JOBS |
- a) Repeat a passage from the stabilator article word for word, beginning at "A stabilator is" and stopping after "a proven design.".
- b) Write what comes next in the stabilator article, picking up after its last sentence.

SELECTED PASSAGE |
________

Your model’s stability hangs on its neutral point
June 2009 89
If It Flies ... Dean Pappas | [email protected]
IN THE LAST column, I waxed nostalgic
about an airplane I had “designed” and built as
a teenager. The word “designed” is in quotes,
because at least one of the airplane’s critical
features was borrowed, or I could call it
copied—all right, stolen! It was the stabilator
pivot point’s design and placement.
A stabilator is an all-moving horizontal tail,
rather than one with a separate movable surface
at the TE. Piper Cherokees and all supersonic
fighter jets have them. I had been warned that
stabilator design was tricky and that they had a
habit of overloading elevator servos, causing a
crash—or that they tended to flutter off of the
airplane altogether. The solution, for me then,
was to copy a proven design.
Many moons ago, as an engineering
student, you would have thought I would have
had plenty of reading to do for my course
work. But being the airplane geek that I am
(still), after much reading of calculus-laden
textbooks and a few nonmathematical books
written for aeromodelers, I learned that the
secret of successful stabilator design lay in
proper counterbalancing and the placement of
the pivot at the flying surface’s aerodynamic
center (AC).
Let’s leave the counterbalancing issue aside
right now. I’ll write about flutter another time,
and it will be important then.
Why does the pivot have to be placed at the
stabilator’s AC? If the stabilator airfoil is
symmetric, or even a flat plate, the torque
around the AC (or pivot point) is zero. It stays
constant at zero throughout almost the entire
range of useful control-surface deflections.

________

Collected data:
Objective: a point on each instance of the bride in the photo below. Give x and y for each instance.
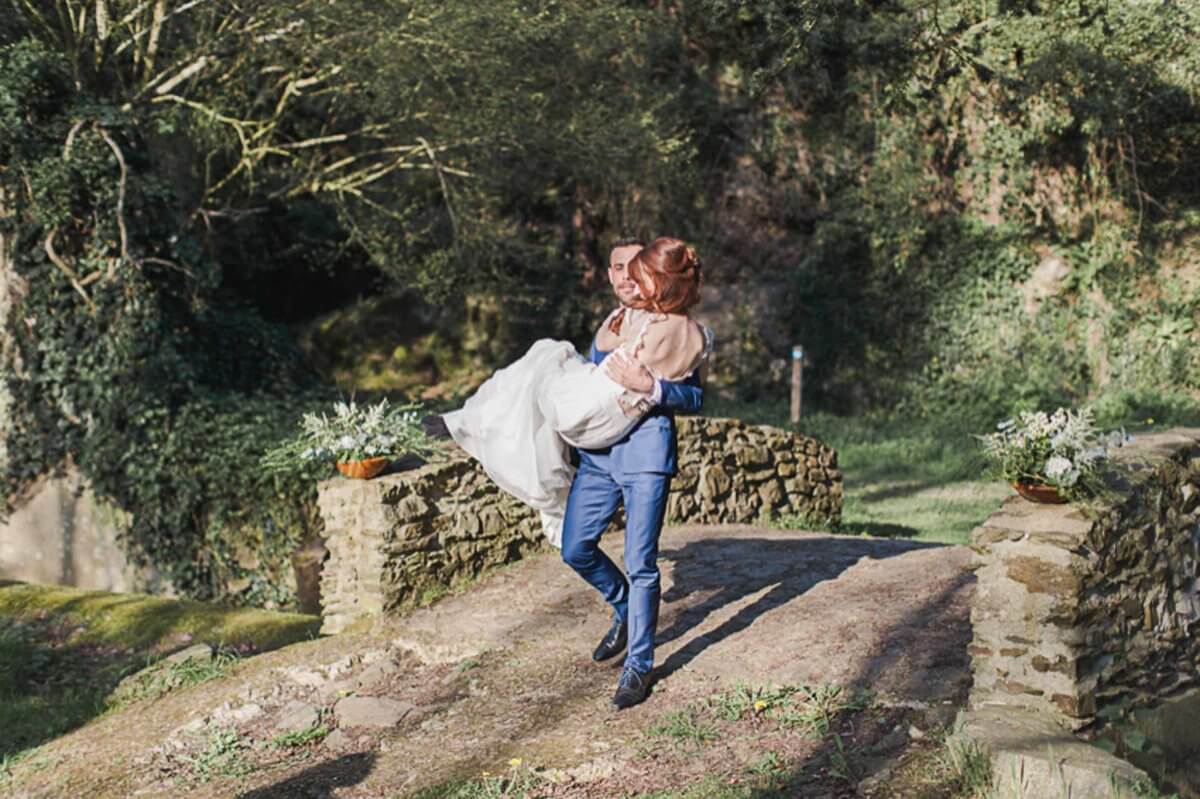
(521, 422)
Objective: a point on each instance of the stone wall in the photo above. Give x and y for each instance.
(1090, 613)
(63, 534)
(407, 535)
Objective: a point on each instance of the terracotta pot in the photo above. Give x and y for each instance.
(1039, 492)
(363, 469)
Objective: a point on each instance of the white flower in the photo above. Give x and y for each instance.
(1057, 466)
(1062, 470)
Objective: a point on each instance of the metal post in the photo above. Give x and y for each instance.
(797, 382)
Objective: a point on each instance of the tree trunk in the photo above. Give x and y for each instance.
(10, 356)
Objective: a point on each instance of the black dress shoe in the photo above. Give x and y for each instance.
(633, 689)
(613, 642)
(435, 426)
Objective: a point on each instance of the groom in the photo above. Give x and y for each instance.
(636, 472)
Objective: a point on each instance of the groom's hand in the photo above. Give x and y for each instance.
(629, 372)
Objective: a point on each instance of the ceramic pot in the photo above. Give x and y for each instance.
(363, 469)
(1039, 492)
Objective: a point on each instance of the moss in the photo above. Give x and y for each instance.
(138, 622)
(63, 650)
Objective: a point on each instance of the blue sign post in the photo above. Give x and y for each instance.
(797, 382)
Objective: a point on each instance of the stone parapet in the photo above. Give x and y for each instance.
(1089, 613)
(406, 535)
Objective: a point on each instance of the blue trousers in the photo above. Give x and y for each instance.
(594, 498)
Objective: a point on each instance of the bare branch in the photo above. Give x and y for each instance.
(160, 13)
(70, 142)
(120, 194)
(48, 245)
(184, 74)
(445, 188)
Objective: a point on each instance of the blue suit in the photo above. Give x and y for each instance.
(636, 470)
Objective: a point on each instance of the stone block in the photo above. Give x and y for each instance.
(1032, 756)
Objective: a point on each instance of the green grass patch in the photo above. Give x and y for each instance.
(925, 479)
(165, 678)
(685, 727)
(64, 650)
(519, 781)
(301, 737)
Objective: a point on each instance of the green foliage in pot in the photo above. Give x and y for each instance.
(1062, 449)
(353, 432)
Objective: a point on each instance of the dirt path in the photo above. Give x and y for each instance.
(503, 673)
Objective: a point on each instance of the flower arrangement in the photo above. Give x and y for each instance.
(352, 433)
(1063, 450)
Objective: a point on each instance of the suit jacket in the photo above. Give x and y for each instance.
(651, 446)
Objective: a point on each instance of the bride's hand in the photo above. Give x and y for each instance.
(628, 372)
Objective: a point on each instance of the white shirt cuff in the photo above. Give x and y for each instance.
(657, 392)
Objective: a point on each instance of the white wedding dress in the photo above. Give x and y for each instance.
(521, 421)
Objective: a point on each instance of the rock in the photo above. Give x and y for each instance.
(370, 712)
(245, 713)
(337, 740)
(298, 716)
(305, 677)
(1032, 756)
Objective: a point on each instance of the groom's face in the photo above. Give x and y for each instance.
(622, 284)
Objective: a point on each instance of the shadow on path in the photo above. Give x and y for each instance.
(319, 781)
(725, 570)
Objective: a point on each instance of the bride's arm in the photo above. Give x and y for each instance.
(685, 396)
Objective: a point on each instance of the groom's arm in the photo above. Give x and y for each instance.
(685, 397)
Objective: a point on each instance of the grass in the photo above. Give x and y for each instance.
(921, 479)
(519, 781)
(900, 479)
(64, 650)
(810, 709)
(685, 728)
(221, 757)
(155, 682)
(300, 737)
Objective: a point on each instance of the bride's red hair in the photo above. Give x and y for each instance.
(667, 272)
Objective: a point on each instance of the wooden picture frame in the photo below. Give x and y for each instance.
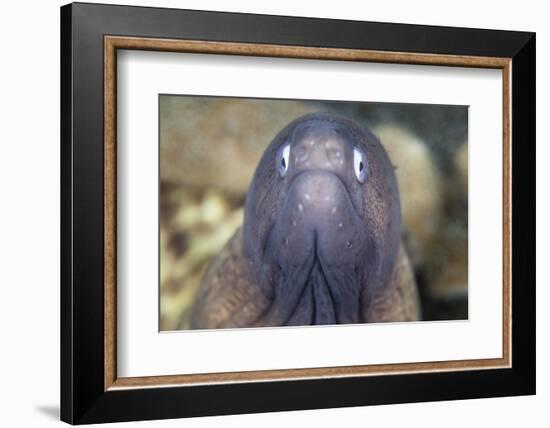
(91, 391)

________

SOLVED TASKS |
- a)
A stabilator is an all-moving horizontal tail,
rather than one with a separate movable surface
at the TE. Piper Cherokees and all supersonic
fighter jets have them. I had been warned that
stabilator design was tricky and that they had a
habit of overloading elevator servos, causing a
crash—or that they tended to flutter off of the
airplane altogether. The solution, for me then,
was to copy a proven design.

- b)
That means that a servo could provide the
necessary control, no matter how fast the
airplane were flying. That’s a big deal. When
your model is in a dive and accelerating
earthward, the last thing you want is an
elevator control that gets harder and harder to
move, especially when up-elevator seems like
such a good idea.
Our goal, in this column, is to extend the
AC concept to the entire airframe. Sometimes
the entire airframe’s AC called the “neutral
point” (NP); to avoid confusion, I will use that
terminology.
Why do we want to know about the entire
airframe’s AC? I’ll describe (or define) the AC
in a different way. If you mounted the wing
like a stabilator, with the pivot at its AC, you
could measure the lift the airfoil makes and the
pitching torque at the same time, and you
would find that:
• For a fixed angle of attack (AOA), both the
lift and nose-down pitching torque would
increase as a function of the airspeed squared.
So would the drag.
• For a fixed airspeed, the lift is nearly
proportional to the AOA above the zero-lift
angle.
06sig3.QXD 4/22/09 1:04 PM Page 89
• For a fixed airspeed, the nose-down pitching
torque is nearly constant at every AOA, except
in or near stall. For symmetric and flat-plate
airfoils, this nose-down torque equals zero and
increases with airfoil camber.
The fact that it is possible to pick a point
on the wing where you can imagine the lift as
acting through that point, and that the nosedown
torque does not change as the AOA and
lift change, means that you can analyze what
happens as the airplane’s nose rises and falls.
And as long as the aircraft’s airspeed does not
change much, only the lift that is provided by
the wing and horizontal tail change.
That simplifies the analysis. That’s why
aerodynamicists find the AC to be a useful
concept.
Now that I have established that having a
known AC is good, let’s extend the idea to the
entire airplane. The problem we are trying to
investigate is, how does the balance of forces
in pitch change as the airplane changes attitude
(nose up or down) as it flies through the air?
Does the balance of forces change to
restore the airplane’s original attitude? Does it
have no effect? Will the initial disturbance
worsen? That can’t be good!
If we assume that the fuselage is a skinny
object that contributes negligible lift (not
always true), we can make the following
simplification about the problem before us.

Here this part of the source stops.